BEGIN STORED DATA

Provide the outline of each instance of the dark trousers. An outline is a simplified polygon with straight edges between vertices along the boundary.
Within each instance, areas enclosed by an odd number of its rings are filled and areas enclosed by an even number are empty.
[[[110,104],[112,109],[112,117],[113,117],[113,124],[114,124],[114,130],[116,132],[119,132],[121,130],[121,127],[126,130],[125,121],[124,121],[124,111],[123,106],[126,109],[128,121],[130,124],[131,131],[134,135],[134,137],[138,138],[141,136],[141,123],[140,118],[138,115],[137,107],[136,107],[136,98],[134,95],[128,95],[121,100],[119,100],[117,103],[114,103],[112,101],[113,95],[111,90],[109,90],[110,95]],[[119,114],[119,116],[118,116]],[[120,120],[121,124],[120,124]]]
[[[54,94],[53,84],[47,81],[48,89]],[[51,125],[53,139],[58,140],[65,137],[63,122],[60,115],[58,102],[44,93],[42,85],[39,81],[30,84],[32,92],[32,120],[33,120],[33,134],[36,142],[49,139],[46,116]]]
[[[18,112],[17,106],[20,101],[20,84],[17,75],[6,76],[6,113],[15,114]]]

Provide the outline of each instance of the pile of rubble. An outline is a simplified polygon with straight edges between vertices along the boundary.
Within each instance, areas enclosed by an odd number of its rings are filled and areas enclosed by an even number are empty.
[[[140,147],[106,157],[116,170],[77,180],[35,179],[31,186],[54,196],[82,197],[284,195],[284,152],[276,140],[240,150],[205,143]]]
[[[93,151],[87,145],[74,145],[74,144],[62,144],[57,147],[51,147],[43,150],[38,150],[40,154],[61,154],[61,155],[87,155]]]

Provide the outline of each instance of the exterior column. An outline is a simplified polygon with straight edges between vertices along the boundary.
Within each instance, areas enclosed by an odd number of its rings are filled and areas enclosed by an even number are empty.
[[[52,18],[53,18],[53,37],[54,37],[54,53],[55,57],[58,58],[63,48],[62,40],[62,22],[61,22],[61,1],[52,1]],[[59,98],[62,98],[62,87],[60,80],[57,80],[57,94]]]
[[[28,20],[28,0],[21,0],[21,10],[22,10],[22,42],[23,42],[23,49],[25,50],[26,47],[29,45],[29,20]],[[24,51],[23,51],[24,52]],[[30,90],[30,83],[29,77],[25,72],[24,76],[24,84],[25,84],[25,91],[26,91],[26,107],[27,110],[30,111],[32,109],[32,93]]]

END STORED DATA

For each line of the entries that contains the word "straight", make a copy.

Provide the outline of each instance of the dark trousers. An outline is a simplified polygon with straight edges between vertices along the boundary.
Provide the outline of each instance of the pile of rubble. An outline is a simplified polygon with straight edges between vertices along the boundary.
Provide the outline of each instance of the exterior column. An outline is a simplified polygon with straight edges between vertices along the boundary.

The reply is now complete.